[Records from a dataset]
begin
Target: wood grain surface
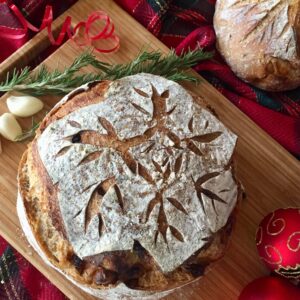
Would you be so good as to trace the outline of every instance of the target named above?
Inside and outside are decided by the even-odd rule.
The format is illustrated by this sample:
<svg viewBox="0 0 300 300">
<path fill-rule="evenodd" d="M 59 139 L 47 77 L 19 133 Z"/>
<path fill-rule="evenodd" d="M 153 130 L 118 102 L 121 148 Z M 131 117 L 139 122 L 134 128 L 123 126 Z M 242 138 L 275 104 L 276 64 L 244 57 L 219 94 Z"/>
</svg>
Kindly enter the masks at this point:
<svg viewBox="0 0 300 300">
<path fill-rule="evenodd" d="M 61 26 L 68 12 L 65 12 L 52 23 L 52 32 L 54 36 L 60 32 Z M 51 46 L 47 30 L 37 33 L 31 40 L 15 51 L 6 60 L 0 63 L 0 81 L 6 78 L 7 72 L 14 68 L 23 68 L 29 65 L 39 54 Z"/>
<path fill-rule="evenodd" d="M 68 14 L 75 20 L 82 20 L 95 9 L 102 9 L 109 13 L 121 38 L 121 48 L 117 53 L 99 54 L 99 59 L 114 63 L 126 62 L 145 45 L 160 49 L 162 52 L 168 51 L 113 1 L 82 0 L 74 5 Z M 45 63 L 51 69 L 57 66 L 63 67 L 69 65 L 80 52 L 81 49 L 70 41 L 52 54 Z M 247 283 L 268 273 L 256 253 L 255 232 L 258 223 L 276 208 L 294 207 L 300 204 L 300 163 L 204 79 L 198 86 L 192 84 L 186 86 L 205 98 L 214 107 L 221 121 L 239 136 L 236 151 L 238 177 L 246 190 L 247 199 L 240 207 L 238 221 L 225 257 L 217 262 L 205 277 L 166 299 L 237 299 L 241 289 Z M 7 111 L 5 98 L 6 95 L 2 97 L 0 103 L 1 113 Z M 39 117 L 42 117 L 58 99 L 47 97 L 44 100 L 46 107 Z M 23 126 L 28 122 L 30 120 L 21 120 Z M 17 166 L 26 145 L 10 143 L 2 139 L 2 148 L 0 234 L 69 298 L 93 299 L 46 266 L 28 246 L 20 230 L 15 208 Z"/>
</svg>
end
Return each line of the items above that contains the word "this". Uppercase and lowercase letters count as different.

REPLY TO THE EXERCISE
The format is illustrated by this sample:
Kindly enter the masks at this point:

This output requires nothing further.